- Task directions:
Change every occurrence of "integer pixel coordinates" in the rows below to "whole-number pixel coordinates", and leave all other text as it stands.

- Entries provided:
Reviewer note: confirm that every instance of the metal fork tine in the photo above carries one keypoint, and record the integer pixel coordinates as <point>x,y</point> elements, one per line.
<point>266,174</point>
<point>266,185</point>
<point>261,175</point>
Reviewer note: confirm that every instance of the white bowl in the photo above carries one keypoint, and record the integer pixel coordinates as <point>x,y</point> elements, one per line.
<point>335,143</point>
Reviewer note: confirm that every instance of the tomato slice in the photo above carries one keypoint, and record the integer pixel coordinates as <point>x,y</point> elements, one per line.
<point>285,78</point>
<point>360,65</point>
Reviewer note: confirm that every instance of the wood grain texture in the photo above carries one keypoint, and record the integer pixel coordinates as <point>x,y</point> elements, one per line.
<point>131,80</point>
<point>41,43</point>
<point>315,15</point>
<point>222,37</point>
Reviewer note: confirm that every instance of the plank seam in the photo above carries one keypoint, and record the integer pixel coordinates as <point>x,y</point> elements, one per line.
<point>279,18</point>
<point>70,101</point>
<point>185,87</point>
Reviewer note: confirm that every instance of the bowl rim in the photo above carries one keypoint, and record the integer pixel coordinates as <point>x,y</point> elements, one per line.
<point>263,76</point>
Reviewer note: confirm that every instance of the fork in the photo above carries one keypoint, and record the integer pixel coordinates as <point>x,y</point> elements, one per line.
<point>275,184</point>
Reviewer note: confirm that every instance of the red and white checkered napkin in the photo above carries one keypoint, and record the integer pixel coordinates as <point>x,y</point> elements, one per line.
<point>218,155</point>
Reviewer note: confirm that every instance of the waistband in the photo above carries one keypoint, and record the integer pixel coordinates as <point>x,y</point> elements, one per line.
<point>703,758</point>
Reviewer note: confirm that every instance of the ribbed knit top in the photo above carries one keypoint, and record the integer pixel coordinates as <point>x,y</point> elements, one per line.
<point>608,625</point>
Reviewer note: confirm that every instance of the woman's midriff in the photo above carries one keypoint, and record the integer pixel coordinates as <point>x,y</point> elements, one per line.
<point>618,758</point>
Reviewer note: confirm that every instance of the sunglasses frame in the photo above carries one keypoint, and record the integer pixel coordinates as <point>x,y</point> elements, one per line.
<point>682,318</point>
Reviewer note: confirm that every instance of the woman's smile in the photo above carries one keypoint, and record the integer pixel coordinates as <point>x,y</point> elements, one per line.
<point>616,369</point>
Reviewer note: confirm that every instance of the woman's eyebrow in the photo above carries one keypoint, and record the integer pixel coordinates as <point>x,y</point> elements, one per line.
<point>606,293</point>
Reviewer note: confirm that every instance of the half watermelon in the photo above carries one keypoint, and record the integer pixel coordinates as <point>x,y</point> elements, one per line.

- Written reply:
Reviewer note: confirm that every instance of the metal fork tine in the photo above carries one keypoint, and record the whole-number pixel coordinates as <point>x,y</point> elements, one per line.
<point>266,174</point>
<point>266,185</point>
<point>261,175</point>
Reviewer note: confirm that every instance of the white bowl in the photo above carries one keypoint, and record the whole-number pixel coordinates as <point>x,y</point> elements, one per line.
<point>335,143</point>
Reviewer note: confirm that every instance of the tomato slice in the photo above carries one keypoint, and record the whole-number pixel coordinates as <point>x,y</point> elements, one per line.
<point>285,78</point>
<point>360,65</point>
Reviewer note: confirm that every instance of the wood grain texture in the photo above carries one keypoint, and record the whole-number pixel coordinates as <point>x,y</point> elements, one per line.
<point>131,80</point>
<point>41,43</point>
<point>315,15</point>
<point>222,37</point>
Reviewer note: confirm that every instance of the plank seam in the photo above carries one keypoint, and record the whole-number pixel coordinates as <point>x,y</point> elements, one per line.
<point>279,18</point>
<point>70,101</point>
<point>185,87</point>
Reviewer note: confirm that every instance of the bowl rim in the photo above carries one keypoint, and record the whole-number pixel coordinates as <point>x,y</point> elements, one per line.
<point>263,76</point>
Reviewer note: confirm that every instance of the fork in the photo above carries one keypoint, and record the whole-number pixel coordinates as <point>x,y</point> elements, one per line.
<point>275,184</point>
Reviewer note: confirm that every instance of the red and white checkered napkin in the photo above carries one keypoint, and record the whole-number pixel coordinates as <point>x,y</point> elements, one per line.
<point>218,155</point>
Reviewer note: confirm that every instance of the waistband in the photo above carries one keypoint, and record the whole-number pixel coordinates as <point>x,y</point> elements, one per line.
<point>703,758</point>
Reviewer note: confirm that every instance of the ribbed knit top in the photo above carries one keypoint, and record the whole-number pixel coordinates as <point>x,y</point> elements, one per line.
<point>608,625</point>
Reviewer note: confirm that every instance of the woman's midriff in the photo above carries one keypoint, and record the whole-number pixel coordinates as <point>x,y</point> elements, one per line.
<point>618,758</point>
Reviewer note: confirm that every instance of the sunglasses frame in the photo above carries one keypoint, and record the whole-number pixel coordinates as <point>x,y</point> elements, one per line.
<point>682,318</point>
Reviewer note: confirm that every instance of the woman's smile in the photo above carries one keypoint, and record the whole-number pixel coordinates as <point>x,y</point> elements, one per line.
<point>616,369</point>
Reviewer note: confirm that every instance of the woman's eyebrow in the photo above carries one keypoint, and record the whole-number pixel coordinates as <point>x,y</point> elements, one per line.
<point>606,293</point>
Reviewer note: confirm that every instance of the half watermelon in the photo above carries one keypoint, and record the whole-number pixel coordinates as <point>x,y</point> elements, one per line.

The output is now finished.